Text segment →
········
In contrast to France, which always seems to us to be empty of people in the streets, Spain appears to always be full. And they are always talking and bumping into people they know. Obviously, making sweeping statements about entire race’s personality traits is verging on racism, but the Spanish do seem a sociable bunch. Maybe they’re all related to each other as they have historically had large families. Is that racist? Not sure.

Photograph of small rowing boats in Castro Urdiales harbour.

Photograph of professional racing canoes at Castro Urdiales harbour.

The weather, as usual, is changeable from hour to hour from teeming rain to clear blue skies. No one seems to let it bother them; they just carry a brolly and carry on with their day. The temperature is warm regardless so being wet doesn’t seem so much of a problem.

Castro itself is a delight. The town with its oversized church overlooking the harbour surrounded by golden sandy beaches and green mountains is idyllic.

Photograph across the harbour at Castro Urdiales.

 

These photographs are all taken on the same afternoon despite the variation in sky colour.

Photograph of church in Castro Urdiales.

 

 

Photograph of lots of sailing boats sitting in Castro Urdiales harbour.

We had tapas in a little bar, being able to determine whether each one was meat or fish from the barmaid was the limit of our mutual language overlap. That was good enough. The ones with the wiggly legs sticking out are fish (squid), so we avoid those for Keith’s sake; he can do tinned salmon and a bit of battered cod, but fish legs are not open to negotiation.

Photograph from behind of a couple on a bench on promenade at Castro Urdiales. He is sitting up and she is laying across her lap.

We see this couple; her with her head on his lap, and it makes us laugh as this is how we sit on benches. I fall asleep and Keith ‘protects’ (his word) me. After almost 3 weeks in each other’s company 24/7, we are as happy and utterly in love as ever, perhaps even more so. I hope these two feel the same.

Photograph of empty promenade at Castro Urdiales, except for a chocolate and churros van.

Our day ends with churros and chocolate from this churreria on the seafront. We discuss buying a caravan and converting it into a churreria and selling churros and chocolate at festivals around the UK. We then realise we would hate it for the following reasons: cleaning up oil, being very hot cooking hot oil, being in a caravan all day, working really hard. We conclude that we just like the idea of churros and chocolate. This has been a very fruitful analysis and saved us spending Keith’s redundancy money on a churreria. A lucky escape.

Day 16: Eibar – Bilbao. 49km.

Day 16: Eibar – Bilbao. 49km.

Photograph of the very steep town of Eibar, Basque, Spain taken from a high window showing buildings going up sides of a valley.
Good morning from the Unzaga Plaza Hotel in Eibar. Breakfast was full of a cacophonous coach party from Alicante and few bemused couples wondering how the hell they ended up here. Breakfast itself consisted of orange juice which had never seen an orange and ham which had never seen any organically occurring substance whatsoever. I am desperate to know who these other guests are and why, oh why, are they here?
········
Provided material →
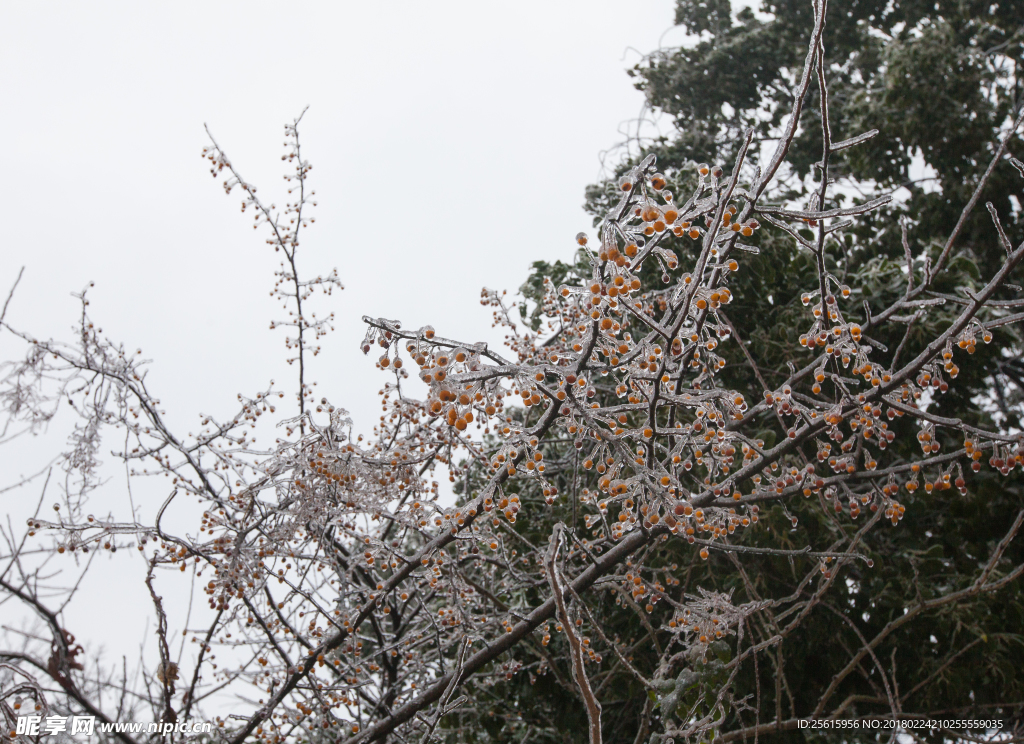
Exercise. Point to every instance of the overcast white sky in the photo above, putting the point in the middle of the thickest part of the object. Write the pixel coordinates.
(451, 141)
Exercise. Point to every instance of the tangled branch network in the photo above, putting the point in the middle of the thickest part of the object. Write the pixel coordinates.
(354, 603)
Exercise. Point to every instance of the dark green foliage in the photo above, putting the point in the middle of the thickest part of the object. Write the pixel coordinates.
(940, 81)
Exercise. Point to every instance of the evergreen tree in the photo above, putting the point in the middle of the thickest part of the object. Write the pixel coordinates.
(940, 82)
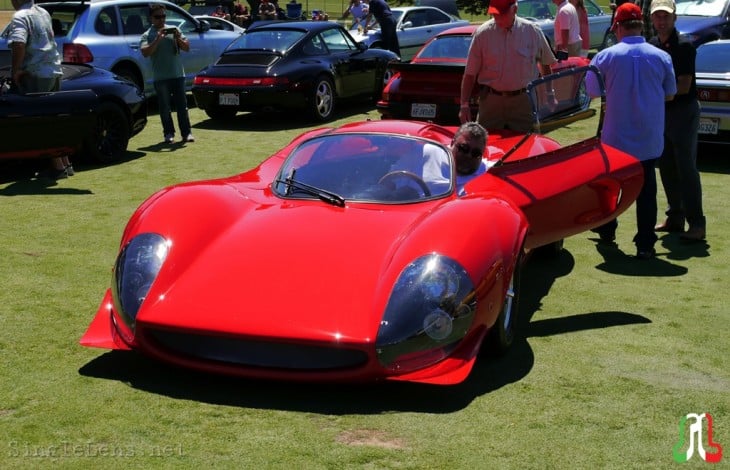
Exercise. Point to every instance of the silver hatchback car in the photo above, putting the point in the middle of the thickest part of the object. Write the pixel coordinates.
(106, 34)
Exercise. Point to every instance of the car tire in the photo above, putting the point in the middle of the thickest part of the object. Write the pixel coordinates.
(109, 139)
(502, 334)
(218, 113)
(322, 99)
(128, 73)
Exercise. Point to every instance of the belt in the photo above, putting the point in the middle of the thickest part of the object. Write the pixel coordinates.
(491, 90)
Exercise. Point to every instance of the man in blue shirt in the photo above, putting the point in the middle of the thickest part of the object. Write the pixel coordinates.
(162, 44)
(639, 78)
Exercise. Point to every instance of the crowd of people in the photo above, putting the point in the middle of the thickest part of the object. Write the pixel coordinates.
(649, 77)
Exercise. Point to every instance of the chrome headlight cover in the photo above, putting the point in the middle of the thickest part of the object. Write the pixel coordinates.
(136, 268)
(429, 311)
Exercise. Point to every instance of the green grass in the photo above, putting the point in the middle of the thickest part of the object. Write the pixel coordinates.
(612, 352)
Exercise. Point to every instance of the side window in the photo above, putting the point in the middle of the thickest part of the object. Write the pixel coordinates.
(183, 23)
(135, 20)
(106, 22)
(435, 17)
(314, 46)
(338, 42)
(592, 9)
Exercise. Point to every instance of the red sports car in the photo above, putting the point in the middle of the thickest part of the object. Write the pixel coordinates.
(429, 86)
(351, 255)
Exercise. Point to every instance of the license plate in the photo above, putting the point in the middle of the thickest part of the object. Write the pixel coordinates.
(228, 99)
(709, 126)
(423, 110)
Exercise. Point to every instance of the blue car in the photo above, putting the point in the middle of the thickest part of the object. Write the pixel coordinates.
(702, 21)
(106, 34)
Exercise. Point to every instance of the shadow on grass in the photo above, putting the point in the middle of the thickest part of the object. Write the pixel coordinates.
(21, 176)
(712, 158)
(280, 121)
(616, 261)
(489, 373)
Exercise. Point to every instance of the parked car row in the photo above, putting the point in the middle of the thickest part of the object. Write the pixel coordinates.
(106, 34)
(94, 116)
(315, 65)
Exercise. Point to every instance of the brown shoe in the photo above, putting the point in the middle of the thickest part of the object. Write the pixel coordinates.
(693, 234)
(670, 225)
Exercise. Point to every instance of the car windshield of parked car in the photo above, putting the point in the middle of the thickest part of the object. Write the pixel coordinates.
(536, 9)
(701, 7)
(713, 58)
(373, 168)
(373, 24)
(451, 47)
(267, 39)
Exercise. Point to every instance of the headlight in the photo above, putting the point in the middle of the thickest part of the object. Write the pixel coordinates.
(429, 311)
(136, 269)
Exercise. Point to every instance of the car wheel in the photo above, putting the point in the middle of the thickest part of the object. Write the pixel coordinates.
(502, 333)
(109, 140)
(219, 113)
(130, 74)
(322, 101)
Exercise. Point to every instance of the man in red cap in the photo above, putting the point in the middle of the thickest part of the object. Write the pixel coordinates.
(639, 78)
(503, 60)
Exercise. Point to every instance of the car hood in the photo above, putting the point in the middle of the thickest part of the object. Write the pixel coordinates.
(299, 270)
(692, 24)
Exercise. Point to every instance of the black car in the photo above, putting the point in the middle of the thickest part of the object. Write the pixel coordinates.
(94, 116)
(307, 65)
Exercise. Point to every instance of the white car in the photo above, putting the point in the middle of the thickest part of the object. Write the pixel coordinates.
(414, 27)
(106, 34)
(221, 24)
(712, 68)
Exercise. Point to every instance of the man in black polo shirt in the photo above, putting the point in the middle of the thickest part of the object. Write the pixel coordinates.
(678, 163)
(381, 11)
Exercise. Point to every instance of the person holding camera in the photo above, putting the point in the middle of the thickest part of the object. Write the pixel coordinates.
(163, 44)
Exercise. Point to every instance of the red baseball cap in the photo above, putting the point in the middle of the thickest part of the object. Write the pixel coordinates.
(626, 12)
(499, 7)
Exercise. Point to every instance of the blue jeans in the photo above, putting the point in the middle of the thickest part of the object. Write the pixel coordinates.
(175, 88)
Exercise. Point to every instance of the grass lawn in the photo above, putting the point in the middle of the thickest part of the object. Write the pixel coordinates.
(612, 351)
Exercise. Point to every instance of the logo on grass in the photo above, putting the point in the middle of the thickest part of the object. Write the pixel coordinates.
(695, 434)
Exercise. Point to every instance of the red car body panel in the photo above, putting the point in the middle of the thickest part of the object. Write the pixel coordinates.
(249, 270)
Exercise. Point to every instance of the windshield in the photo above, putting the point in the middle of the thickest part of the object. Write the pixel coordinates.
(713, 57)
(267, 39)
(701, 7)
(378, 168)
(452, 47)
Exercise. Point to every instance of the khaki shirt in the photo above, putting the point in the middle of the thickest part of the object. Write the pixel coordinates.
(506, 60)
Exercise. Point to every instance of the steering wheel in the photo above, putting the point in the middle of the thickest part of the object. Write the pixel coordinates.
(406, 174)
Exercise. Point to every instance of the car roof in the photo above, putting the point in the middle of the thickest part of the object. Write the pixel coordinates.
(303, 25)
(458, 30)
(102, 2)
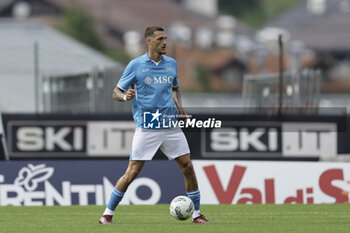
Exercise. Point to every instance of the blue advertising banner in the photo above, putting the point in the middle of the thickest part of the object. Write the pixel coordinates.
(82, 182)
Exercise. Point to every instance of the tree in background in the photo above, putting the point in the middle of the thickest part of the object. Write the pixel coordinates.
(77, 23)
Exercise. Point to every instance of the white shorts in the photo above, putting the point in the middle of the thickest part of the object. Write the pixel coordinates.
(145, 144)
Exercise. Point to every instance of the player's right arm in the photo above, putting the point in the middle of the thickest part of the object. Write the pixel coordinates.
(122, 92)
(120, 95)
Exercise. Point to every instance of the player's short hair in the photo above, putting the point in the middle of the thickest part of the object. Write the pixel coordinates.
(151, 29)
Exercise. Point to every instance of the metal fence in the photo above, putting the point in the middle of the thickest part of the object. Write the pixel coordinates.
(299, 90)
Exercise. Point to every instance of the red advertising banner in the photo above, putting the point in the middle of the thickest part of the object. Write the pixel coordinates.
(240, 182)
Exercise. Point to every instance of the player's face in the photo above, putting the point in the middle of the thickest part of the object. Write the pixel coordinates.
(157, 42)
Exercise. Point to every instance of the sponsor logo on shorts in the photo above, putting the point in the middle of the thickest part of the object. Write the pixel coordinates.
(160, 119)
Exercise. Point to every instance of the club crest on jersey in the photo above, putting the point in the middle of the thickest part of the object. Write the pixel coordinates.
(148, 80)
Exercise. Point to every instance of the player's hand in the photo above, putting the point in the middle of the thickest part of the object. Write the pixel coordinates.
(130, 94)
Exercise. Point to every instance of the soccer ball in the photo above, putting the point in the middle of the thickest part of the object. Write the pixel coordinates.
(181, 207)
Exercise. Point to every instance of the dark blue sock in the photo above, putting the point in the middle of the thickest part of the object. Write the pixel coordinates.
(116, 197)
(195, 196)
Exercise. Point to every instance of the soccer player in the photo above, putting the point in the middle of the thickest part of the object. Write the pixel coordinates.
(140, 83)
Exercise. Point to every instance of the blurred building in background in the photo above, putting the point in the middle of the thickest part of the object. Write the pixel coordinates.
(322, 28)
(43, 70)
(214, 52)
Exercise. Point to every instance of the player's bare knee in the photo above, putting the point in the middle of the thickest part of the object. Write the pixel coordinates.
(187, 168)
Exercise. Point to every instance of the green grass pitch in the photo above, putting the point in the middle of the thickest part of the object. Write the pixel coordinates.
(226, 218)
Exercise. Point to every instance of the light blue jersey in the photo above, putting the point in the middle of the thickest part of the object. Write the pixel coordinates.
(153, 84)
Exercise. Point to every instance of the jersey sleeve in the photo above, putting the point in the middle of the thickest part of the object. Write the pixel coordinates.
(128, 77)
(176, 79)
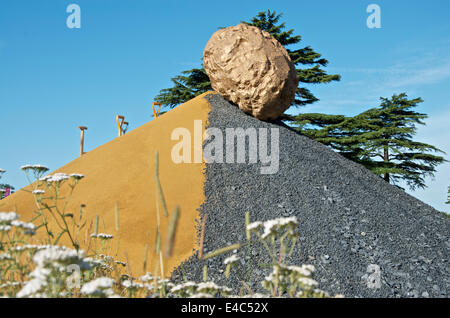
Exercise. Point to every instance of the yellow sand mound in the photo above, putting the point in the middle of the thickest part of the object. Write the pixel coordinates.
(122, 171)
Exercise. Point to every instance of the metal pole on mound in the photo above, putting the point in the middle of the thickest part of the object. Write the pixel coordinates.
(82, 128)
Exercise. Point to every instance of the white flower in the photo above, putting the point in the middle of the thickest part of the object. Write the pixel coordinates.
········
Exercises to complete →
a) According to the travel diary, where did the coach party at breakfast in the Unzaga Plaza Hotel come from?
b) Write the next part of the travel diary, continuing the Day 16 entry in the same voice.

Responses in order →
a) Alicante.

b)
I just can’t make sense of the existence of this entire town. Wikipedia tells me that its main industry since the 16th century has been small arms. That’s guns I think, rather than tiny prosthetics. I may have to move here to make peace with my mind. Without it nothing else in the world can make sense. Property, you’ll be interested to know, is relatively cheap.

Today it rained and I struggled and I cried and I walked up hills. Yesterday, Robin Williams chose to not stick around anymore. This upset me for reasons I don’t feel this is the place for. Suffice to say if he can’t make it add it, then what hope do I have. Enough of that.

After the hills, it was dual carriageway, fast and scary with a surprising number of cyclists, far more so than you would ever see on an A road in the UK.

Photograph of Sarah cycling up a hill with a sign which says 'Aretitio 313m'.

Despite the hills, the crying and the rain, the scenery is magnificent. This whole Basque coast is a fantastically impressive combination of mountains, beaches and cities.

Photograph of countryside with hills, trees and mountains in the distance.

At exactly about this point (below), about 2 miles outside Bilbao, my trusty velometer told me we had cycled 1000km. We had water and peanuts to celebrate.

Photograph of Sarah layng on a roadside wall with two bicycles next to her.

 

We found our way to our Pension La Salve – 5 mins from Guggenheim including breakfast for €60 but one of the worst views from the window I’ve ever experienced.

Photograph from hotel window of flyover and wasteland, Bilbao.

This is my second visit to Bilbao. The first was in 2001 and was at the end of a 6 week camping trip with 2 kids in a Peugeot 205 that heralded the end of my marriage and the start of many years of agoraphobia. I wrote a comedy show about all of that and performed a full run at the Edinburgh Fringe Festival in 2013 after cycling solo to Barcelona (I caught a train for 200 miles) in order to try and cure myself. I have high hopes for this visit being untraumatic and dull and leaving no residual baggage.

Photograph of Guggenheim, Bilbao.

Photograph of the Guggenheim, Bilbao from the other side of the river which runs next to it.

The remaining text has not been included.